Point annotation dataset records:
- - - -

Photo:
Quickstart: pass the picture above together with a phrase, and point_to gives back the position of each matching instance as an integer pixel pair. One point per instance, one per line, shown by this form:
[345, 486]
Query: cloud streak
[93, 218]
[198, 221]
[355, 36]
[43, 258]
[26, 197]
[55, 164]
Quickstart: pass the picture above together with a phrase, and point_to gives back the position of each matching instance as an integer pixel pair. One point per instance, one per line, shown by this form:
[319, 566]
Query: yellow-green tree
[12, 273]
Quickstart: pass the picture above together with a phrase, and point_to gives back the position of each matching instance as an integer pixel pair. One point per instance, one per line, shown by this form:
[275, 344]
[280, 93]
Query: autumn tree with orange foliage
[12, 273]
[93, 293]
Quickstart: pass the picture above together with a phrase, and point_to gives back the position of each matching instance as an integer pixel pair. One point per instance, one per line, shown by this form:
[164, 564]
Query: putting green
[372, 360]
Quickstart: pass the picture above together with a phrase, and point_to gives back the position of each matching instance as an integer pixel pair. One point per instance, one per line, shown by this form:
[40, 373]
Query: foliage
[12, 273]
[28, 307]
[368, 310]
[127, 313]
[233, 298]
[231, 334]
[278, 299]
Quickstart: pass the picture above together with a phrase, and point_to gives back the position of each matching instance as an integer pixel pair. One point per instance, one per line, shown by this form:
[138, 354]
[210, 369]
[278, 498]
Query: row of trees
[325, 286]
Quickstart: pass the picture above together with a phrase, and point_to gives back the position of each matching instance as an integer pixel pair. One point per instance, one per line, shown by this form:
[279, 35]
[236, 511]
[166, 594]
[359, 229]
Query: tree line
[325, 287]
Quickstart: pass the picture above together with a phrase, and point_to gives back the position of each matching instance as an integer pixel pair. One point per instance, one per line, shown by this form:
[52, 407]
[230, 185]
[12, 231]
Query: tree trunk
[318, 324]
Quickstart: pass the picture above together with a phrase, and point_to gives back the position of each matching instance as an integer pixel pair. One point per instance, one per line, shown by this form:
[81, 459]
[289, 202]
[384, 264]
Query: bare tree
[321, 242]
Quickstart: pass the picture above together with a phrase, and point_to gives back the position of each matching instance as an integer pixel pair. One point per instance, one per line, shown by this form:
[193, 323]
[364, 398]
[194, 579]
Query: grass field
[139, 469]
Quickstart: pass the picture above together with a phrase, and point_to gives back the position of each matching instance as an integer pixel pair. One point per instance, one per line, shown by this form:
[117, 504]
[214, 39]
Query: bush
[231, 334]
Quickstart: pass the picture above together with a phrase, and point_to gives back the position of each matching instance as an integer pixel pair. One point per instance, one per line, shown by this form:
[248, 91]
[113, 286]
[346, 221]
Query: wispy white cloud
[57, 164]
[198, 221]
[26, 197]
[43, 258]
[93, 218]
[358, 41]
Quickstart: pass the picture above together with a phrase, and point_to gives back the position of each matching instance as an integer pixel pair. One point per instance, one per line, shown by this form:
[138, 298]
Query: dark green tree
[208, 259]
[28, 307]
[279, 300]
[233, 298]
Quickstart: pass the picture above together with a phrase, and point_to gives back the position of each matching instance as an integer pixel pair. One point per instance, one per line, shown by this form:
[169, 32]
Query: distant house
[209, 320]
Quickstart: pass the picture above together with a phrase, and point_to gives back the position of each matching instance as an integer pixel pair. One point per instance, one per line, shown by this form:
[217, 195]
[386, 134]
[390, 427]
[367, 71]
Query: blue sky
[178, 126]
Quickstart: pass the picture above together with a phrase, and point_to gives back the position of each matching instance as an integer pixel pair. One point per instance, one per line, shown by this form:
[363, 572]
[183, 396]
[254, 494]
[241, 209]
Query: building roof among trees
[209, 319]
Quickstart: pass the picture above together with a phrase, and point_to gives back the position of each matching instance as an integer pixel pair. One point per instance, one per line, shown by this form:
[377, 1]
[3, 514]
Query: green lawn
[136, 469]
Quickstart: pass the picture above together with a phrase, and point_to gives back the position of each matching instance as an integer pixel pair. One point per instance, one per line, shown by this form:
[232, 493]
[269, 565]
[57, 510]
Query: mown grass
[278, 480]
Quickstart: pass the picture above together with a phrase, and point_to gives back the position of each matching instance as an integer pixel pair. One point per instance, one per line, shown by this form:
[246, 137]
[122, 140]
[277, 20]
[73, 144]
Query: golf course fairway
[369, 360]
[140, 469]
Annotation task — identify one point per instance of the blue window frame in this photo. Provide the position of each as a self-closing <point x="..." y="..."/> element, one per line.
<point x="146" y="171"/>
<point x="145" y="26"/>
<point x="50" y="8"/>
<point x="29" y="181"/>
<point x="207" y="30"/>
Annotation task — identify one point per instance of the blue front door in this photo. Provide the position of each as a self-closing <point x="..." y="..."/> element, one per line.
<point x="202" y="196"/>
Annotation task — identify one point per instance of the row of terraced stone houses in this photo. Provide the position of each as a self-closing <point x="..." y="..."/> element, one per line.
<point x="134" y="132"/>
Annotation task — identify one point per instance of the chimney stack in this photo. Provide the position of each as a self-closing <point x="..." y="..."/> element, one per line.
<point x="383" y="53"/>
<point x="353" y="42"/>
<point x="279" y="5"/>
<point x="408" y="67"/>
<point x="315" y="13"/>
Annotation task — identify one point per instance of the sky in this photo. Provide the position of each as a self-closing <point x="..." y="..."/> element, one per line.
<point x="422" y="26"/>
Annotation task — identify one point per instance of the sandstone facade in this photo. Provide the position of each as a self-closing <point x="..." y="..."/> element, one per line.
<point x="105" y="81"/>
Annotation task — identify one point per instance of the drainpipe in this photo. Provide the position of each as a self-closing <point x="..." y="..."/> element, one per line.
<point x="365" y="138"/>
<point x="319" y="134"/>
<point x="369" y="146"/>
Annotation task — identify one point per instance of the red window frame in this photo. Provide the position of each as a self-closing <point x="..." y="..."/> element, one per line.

- - - -

> _EXERCISE AIM_
Scale the lines from the one holding "of the drainpipe" through the end of the records, inclusive, and write them out again with the requests included. Multiply every coordinate in the answers by 0.25 and round to whole numbers, with halves rounding up.

> _CORRECT ANSWER_
Annotation task — identify one point per instance of the drainpipe in this photo. Provide the position of each as a self-closing <point x="..." y="..."/> element, one per line.
<point x="91" y="35"/>
<point x="80" y="34"/>
<point x="92" y="37"/>
Annotation task — identify one point per instance of the red window frame in this photo. Provide the position of each as a self-closing <point x="..." y="..."/> element, one per line.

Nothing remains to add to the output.